(PROMPT) Starting at the line with "Guideline: for every instance of the blurred person" in it, reproduce each line below through the last one, exactly, and include nothing else.

----

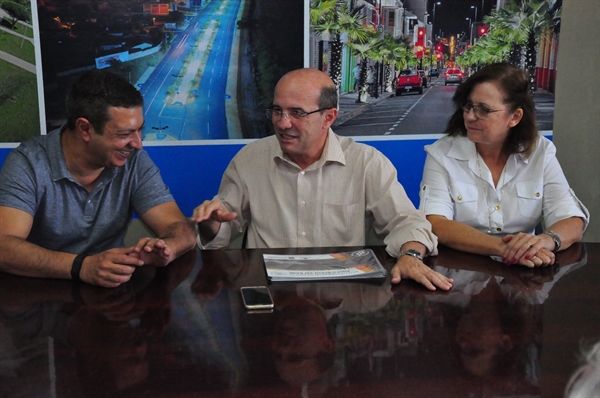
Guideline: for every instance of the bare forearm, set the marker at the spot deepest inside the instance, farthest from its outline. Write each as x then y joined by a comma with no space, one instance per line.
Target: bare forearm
20,257
463,237
180,237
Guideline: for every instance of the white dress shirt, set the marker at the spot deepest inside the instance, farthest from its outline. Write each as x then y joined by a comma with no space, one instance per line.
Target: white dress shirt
530,190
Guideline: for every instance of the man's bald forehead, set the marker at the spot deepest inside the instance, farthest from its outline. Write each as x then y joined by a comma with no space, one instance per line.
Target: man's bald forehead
308,74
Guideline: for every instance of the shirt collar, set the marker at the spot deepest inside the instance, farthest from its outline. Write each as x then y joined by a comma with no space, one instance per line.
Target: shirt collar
464,149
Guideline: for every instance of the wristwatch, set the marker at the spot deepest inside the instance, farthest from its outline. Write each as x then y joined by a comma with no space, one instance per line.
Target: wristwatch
555,238
412,252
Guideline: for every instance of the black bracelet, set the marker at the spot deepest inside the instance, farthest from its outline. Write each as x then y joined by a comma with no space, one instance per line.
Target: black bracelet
76,267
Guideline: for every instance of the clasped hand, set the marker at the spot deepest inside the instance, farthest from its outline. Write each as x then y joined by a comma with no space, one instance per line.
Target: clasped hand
413,268
113,267
528,250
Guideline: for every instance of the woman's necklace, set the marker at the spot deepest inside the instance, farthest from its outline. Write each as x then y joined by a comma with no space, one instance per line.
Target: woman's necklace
487,203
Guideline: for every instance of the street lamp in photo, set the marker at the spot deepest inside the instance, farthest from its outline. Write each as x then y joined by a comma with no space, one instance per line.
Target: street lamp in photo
433,19
475,19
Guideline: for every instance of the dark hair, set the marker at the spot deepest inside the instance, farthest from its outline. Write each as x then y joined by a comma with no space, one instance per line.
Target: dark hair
328,98
94,92
514,84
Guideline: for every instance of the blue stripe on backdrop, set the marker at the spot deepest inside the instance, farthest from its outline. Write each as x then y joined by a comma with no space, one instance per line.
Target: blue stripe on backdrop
193,173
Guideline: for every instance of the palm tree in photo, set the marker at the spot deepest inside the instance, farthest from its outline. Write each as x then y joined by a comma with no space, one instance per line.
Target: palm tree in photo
364,50
333,19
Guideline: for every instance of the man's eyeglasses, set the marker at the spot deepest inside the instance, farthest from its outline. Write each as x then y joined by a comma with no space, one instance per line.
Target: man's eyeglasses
479,111
296,113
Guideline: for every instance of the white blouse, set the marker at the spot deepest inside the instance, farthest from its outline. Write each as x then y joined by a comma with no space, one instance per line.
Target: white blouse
458,185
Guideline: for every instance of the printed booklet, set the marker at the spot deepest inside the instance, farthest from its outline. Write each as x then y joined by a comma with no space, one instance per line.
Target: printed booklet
358,264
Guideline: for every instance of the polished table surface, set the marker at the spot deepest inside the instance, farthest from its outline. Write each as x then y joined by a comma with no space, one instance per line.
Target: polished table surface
182,331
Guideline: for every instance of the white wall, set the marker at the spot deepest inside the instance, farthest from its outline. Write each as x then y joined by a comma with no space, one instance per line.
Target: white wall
577,105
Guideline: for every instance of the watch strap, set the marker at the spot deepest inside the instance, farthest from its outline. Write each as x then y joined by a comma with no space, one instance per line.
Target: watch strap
555,238
413,253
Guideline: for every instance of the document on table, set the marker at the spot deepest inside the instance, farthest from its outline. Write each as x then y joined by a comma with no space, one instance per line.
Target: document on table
358,264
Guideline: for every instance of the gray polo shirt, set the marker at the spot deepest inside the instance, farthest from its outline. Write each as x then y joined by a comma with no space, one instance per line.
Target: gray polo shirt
66,217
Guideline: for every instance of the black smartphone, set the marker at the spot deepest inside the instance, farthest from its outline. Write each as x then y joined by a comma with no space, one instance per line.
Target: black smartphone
257,298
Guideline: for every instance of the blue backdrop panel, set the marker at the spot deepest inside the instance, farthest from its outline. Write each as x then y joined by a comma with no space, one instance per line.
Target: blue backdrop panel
193,173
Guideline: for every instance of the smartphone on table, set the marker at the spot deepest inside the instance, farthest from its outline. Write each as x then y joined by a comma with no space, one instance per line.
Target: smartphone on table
257,298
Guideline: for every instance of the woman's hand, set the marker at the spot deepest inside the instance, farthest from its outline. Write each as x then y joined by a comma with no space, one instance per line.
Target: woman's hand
528,250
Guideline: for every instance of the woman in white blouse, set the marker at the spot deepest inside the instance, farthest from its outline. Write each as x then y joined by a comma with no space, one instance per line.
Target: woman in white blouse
493,179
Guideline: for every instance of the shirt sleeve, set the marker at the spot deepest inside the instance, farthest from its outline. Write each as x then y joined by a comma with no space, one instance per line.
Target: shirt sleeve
434,192
394,214
17,183
560,201
150,189
232,194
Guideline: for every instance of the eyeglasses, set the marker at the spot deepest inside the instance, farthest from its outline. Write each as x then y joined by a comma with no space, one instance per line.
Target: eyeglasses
296,113
479,111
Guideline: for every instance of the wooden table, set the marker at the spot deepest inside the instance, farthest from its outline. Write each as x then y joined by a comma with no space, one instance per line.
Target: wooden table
182,331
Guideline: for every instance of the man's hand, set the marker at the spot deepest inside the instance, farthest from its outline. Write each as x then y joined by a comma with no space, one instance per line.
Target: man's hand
153,251
412,268
212,210
110,268
209,215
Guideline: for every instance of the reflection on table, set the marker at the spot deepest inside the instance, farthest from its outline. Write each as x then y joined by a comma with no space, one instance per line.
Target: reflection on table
182,331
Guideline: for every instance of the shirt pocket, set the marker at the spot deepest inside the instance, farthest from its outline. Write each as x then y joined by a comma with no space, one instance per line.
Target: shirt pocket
529,198
465,200
342,223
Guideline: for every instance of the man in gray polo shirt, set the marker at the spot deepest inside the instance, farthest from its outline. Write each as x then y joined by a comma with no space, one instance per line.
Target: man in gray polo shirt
67,198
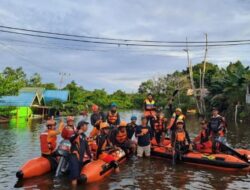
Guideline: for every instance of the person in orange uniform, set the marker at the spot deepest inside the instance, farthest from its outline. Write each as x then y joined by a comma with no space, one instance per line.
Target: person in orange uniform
182,141
113,117
149,109
160,123
177,115
104,145
79,147
131,127
119,138
96,118
217,128
48,142
202,141
69,129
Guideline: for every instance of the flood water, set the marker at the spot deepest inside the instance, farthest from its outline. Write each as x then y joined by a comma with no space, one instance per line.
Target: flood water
19,142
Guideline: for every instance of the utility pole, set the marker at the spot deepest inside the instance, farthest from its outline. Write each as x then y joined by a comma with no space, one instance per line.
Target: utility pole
202,87
62,78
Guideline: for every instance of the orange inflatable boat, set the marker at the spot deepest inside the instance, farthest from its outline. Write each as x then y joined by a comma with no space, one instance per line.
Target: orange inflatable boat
98,169
218,161
35,167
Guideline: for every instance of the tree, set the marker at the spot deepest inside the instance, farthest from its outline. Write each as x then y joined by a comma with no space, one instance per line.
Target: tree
12,80
35,80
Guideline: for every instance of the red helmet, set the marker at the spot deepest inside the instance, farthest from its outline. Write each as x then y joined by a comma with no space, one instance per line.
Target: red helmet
95,107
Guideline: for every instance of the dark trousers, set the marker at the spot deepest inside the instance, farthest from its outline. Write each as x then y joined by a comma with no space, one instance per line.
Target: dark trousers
75,167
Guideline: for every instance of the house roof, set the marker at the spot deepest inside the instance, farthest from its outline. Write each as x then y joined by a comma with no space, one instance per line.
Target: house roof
50,95
25,99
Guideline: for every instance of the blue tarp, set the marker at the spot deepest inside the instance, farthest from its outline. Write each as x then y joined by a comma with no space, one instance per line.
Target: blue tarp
50,95
23,99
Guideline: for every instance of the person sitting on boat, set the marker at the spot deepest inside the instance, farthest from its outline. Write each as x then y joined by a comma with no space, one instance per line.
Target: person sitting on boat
119,138
202,141
79,148
217,128
48,142
182,141
177,115
69,129
131,127
144,136
104,146
96,118
149,109
113,117
160,123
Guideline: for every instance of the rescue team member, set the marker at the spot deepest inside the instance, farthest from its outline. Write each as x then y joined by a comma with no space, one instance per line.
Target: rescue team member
48,142
202,141
119,138
149,109
160,123
96,118
182,141
79,147
104,145
217,128
177,115
113,117
131,127
69,129
144,136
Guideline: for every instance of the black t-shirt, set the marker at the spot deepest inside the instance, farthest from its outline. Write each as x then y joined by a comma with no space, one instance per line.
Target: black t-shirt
131,130
95,117
145,139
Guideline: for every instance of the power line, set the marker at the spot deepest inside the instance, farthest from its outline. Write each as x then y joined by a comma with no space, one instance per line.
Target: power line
118,43
119,39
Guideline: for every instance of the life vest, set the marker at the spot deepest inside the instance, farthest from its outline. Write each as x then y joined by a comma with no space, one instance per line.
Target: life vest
159,124
215,123
204,136
180,136
121,137
67,132
173,120
47,143
112,118
149,105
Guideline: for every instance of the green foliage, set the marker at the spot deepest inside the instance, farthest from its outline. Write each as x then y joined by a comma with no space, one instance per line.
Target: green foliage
12,80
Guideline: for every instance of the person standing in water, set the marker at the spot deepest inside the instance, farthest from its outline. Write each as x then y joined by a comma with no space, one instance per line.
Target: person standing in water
113,117
144,135
149,109
96,118
217,128
79,147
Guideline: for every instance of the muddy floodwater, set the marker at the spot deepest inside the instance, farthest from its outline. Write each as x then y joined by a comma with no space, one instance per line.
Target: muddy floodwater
19,142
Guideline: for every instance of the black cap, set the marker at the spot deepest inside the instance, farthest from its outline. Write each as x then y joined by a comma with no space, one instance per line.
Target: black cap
81,123
215,108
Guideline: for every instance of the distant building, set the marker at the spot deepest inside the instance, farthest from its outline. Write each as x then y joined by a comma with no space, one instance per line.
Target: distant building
32,102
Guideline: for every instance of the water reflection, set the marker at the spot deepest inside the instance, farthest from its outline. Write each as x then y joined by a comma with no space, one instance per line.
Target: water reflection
19,142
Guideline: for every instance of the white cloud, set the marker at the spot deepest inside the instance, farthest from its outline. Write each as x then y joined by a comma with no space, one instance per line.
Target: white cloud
120,67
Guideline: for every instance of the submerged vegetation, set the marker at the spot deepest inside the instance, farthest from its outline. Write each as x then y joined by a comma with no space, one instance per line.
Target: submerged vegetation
226,87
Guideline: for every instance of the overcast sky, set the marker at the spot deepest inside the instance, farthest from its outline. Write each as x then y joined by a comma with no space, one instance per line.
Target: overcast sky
113,67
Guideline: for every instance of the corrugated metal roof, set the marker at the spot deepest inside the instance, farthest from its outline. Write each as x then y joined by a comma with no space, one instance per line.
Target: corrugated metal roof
49,95
25,99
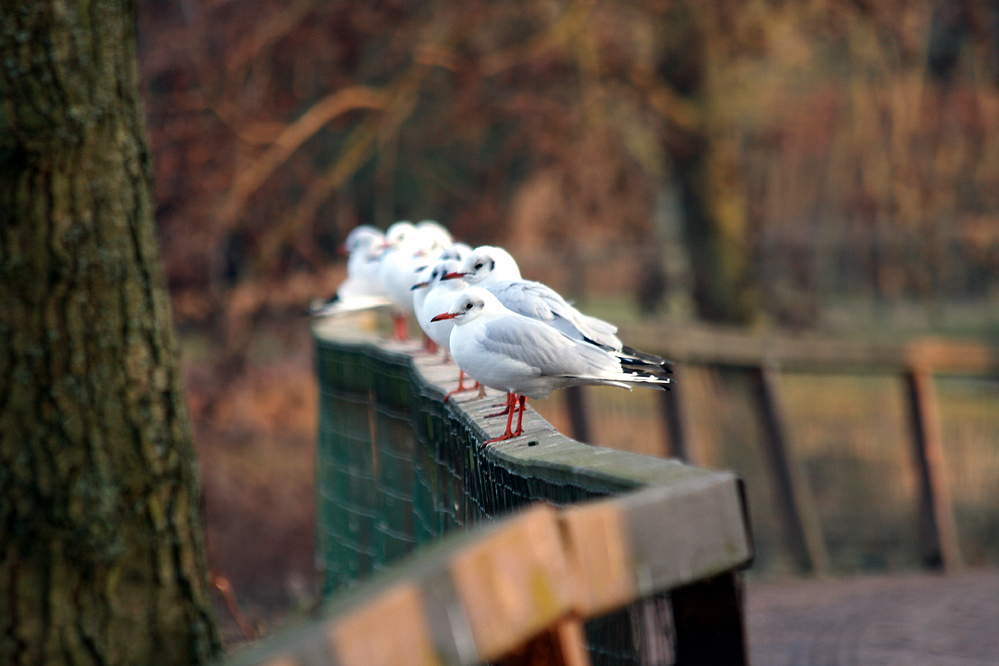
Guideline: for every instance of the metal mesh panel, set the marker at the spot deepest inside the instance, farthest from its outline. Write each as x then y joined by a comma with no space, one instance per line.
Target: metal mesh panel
397,468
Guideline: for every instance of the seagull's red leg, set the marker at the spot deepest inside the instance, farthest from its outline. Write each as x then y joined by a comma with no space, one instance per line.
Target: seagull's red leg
507,434
511,400
520,417
401,329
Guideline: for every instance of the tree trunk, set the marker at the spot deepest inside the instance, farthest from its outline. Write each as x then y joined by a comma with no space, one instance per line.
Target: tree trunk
102,559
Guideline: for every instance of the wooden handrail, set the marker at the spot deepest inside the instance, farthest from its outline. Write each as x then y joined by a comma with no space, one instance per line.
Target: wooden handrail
711,345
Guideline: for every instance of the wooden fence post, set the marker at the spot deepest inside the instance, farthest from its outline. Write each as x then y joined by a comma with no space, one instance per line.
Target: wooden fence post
575,405
794,500
937,532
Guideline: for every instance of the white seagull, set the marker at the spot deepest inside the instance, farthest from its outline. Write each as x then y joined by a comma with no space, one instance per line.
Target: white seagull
407,249
362,289
529,359
494,269
432,295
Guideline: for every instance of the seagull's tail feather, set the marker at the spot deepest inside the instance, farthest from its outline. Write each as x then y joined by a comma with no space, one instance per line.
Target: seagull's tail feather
646,372
644,357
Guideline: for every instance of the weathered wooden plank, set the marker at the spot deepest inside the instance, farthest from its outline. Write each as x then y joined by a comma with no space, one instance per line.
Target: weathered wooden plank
514,582
736,348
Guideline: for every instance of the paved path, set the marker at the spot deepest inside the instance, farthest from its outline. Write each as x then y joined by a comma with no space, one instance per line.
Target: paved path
911,620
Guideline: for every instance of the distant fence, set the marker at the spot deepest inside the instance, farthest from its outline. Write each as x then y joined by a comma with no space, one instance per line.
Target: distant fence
397,468
762,360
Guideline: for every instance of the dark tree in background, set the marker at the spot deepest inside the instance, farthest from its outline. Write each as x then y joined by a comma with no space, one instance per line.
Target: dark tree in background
102,560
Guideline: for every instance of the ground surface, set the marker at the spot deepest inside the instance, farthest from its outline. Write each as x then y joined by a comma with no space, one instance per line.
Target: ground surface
911,620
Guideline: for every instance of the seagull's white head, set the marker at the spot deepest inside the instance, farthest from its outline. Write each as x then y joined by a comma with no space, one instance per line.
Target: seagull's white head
469,304
457,251
400,233
488,264
434,274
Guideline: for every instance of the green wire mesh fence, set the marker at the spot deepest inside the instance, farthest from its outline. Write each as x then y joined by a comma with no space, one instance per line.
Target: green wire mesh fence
397,468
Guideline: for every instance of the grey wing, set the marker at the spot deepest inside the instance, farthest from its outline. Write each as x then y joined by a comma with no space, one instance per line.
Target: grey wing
543,349
541,302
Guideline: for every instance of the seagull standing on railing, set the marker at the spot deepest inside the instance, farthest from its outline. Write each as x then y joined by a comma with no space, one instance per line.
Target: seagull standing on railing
432,295
495,270
362,289
529,359
408,248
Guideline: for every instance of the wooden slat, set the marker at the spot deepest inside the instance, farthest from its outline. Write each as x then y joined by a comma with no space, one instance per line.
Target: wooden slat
390,629
599,557
736,348
937,530
794,498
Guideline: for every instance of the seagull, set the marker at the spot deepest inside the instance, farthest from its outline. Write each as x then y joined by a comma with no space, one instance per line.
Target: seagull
493,268
432,294
528,358
407,247
362,289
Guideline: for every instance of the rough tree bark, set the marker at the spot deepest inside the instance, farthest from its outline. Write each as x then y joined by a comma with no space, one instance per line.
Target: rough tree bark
102,560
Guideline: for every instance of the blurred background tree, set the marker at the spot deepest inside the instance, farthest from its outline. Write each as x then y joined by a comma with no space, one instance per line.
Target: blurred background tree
103,559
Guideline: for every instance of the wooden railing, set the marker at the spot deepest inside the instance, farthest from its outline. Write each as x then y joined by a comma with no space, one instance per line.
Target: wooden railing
763,358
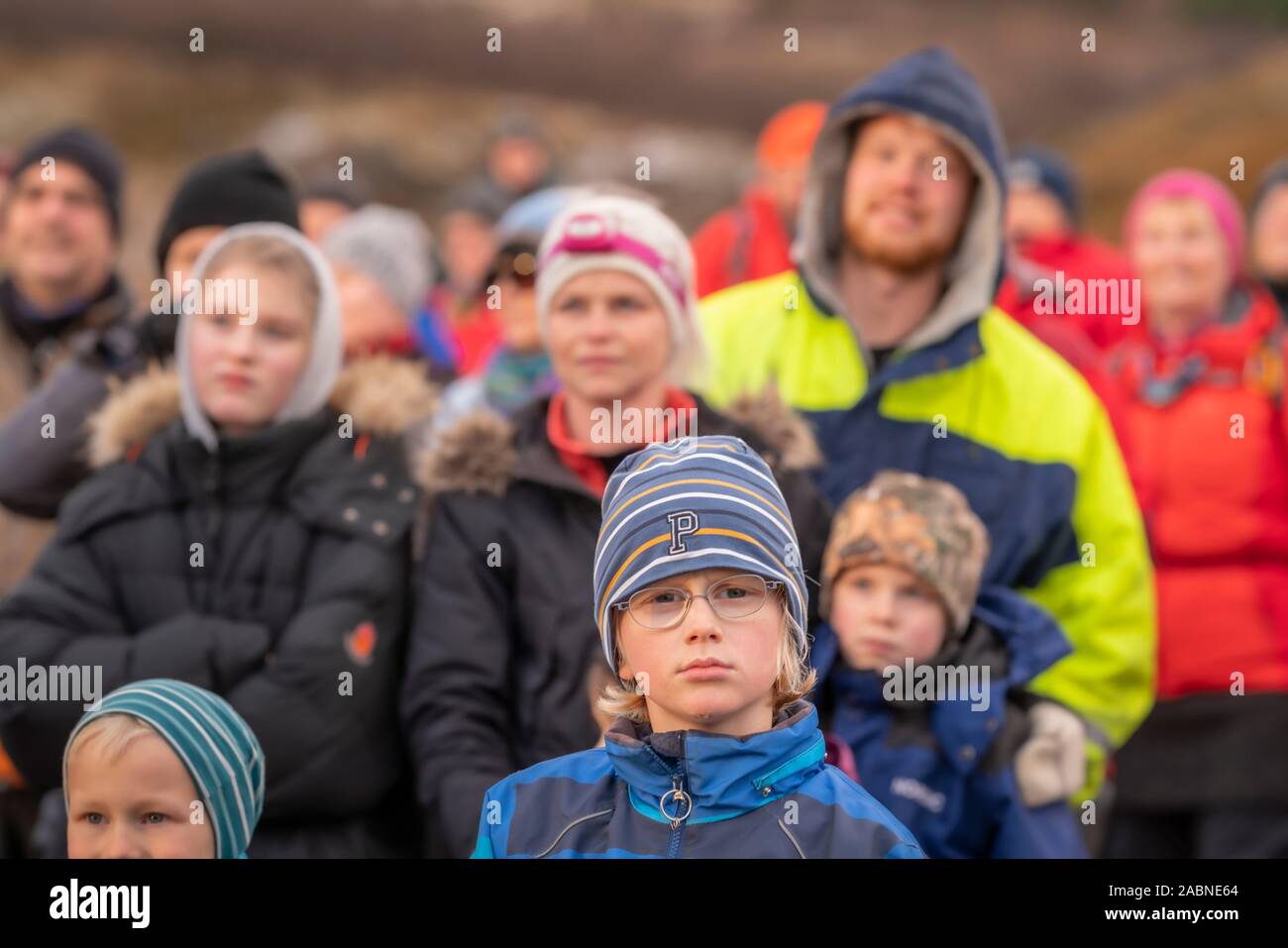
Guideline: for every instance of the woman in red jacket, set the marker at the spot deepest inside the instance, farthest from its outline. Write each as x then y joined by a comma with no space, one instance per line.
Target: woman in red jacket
1207,773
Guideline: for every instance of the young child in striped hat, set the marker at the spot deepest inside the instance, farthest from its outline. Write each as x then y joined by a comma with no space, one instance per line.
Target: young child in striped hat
700,603
162,769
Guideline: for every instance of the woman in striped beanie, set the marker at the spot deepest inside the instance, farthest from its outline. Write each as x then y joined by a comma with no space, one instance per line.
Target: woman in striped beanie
162,769
713,753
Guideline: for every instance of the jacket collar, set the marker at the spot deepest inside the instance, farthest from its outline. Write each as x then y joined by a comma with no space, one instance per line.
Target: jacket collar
725,776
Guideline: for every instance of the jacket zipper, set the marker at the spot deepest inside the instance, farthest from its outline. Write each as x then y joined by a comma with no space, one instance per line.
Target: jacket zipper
682,805
675,805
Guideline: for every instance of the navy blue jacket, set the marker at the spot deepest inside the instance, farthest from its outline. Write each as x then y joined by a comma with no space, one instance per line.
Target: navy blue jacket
688,793
944,769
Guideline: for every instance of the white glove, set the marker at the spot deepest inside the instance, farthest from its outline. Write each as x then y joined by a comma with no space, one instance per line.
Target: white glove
1052,763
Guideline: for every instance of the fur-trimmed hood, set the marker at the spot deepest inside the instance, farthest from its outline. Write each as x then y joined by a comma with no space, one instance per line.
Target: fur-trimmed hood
385,397
480,455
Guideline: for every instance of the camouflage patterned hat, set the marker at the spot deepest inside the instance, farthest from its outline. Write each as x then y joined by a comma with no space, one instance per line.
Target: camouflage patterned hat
918,523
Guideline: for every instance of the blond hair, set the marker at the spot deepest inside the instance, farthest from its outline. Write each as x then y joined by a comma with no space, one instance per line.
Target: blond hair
112,733
794,682
273,254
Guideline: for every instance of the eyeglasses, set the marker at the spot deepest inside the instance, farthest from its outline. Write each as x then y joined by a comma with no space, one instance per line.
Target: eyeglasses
733,596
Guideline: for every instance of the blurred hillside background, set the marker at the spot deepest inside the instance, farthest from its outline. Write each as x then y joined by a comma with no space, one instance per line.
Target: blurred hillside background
410,91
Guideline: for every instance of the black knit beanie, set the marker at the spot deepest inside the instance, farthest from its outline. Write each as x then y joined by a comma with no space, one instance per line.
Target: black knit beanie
88,151
228,189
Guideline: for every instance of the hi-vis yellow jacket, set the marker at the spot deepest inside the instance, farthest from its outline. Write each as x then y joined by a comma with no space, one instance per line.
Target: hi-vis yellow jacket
1000,415
969,397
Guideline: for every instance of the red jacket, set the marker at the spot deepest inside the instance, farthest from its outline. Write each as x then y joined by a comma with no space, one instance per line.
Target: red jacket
1206,420
1078,258
739,244
1081,339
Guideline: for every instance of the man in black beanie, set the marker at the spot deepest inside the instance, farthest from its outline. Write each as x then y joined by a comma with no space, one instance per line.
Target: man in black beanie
37,472
236,188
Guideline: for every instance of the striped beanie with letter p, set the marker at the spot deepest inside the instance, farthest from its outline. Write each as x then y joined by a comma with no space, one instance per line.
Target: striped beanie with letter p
214,742
694,504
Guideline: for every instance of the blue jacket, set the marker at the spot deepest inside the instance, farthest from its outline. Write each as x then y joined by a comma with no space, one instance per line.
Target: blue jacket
969,397
944,769
768,794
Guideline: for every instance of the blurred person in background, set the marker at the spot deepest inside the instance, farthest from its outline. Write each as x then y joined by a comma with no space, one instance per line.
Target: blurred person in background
497,664
1043,239
60,300
518,369
518,161
7,158
455,330
325,201
382,265
754,239
1206,775
37,473
1269,233
248,531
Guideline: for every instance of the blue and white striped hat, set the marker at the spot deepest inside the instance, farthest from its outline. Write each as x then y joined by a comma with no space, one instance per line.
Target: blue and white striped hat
213,741
694,504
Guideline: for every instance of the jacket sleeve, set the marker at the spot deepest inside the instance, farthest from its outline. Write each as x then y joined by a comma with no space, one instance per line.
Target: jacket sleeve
1035,832
456,699
1104,600
322,703
38,472
65,613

----

(RESULT OF THE TASK)
Guideline: for every instance of the blurred person in background, set the marker at the spot deepest inside the instance, farthest from its outline. Write each as x then y joined by a comma with no space, one instance per line.
Target: blurred person in background
497,664
1043,239
60,300
518,369
518,161
7,158
455,330
325,201
382,265
754,239
1206,775
37,473
1269,233
248,531
Guideline: for every instance of the blue and white striped hat, set the marker at the spot deepest inside the instance, farthest from its outline. Write each as x then y joined by a comma with no space, one instance per line.
Target: blue and white striped hat
213,741
694,504
Guideline: for every instance of the jacket sleeve, set the marker at the spot deepest inside the instance, farthest from its outline. Write each as x then y joined by a comma with no space, one instance per line.
Target: jacket sleeve
1035,832
456,699
1104,600
322,703
38,472
65,613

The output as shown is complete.